Rewrite the items below, putting "Exercise" wherever "Practice" appears and keeping everything else unchanged.
-- Start of DATA ENTRIES --
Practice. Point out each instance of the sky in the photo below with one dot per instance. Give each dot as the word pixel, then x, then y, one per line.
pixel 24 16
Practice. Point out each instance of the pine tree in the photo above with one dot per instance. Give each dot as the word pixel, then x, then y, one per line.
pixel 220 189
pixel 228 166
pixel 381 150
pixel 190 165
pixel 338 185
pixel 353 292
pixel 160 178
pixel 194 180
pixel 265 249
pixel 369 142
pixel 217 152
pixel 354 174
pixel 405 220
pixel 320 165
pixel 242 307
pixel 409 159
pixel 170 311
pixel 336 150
-- End of DATA ENTRIES --
#### [REPLY TO THE TASK]
Exercise. Point out each instance of the sky in the photo below with one dot per instance. Give each dot as the word pixel, then x, then y, one per line.
pixel 24 16
Exercise. Point out each instance of the pine tree in the photo above with one dot per instance. Give each dot as the word pixel, then x, then y, one per line.
pixel 220 189
pixel 228 166
pixel 381 150
pixel 190 165
pixel 338 185
pixel 353 292
pixel 160 178
pixel 194 180
pixel 265 249
pixel 369 142
pixel 217 152
pixel 354 174
pixel 405 220
pixel 320 165
pixel 242 307
pixel 409 159
pixel 170 311
pixel 336 150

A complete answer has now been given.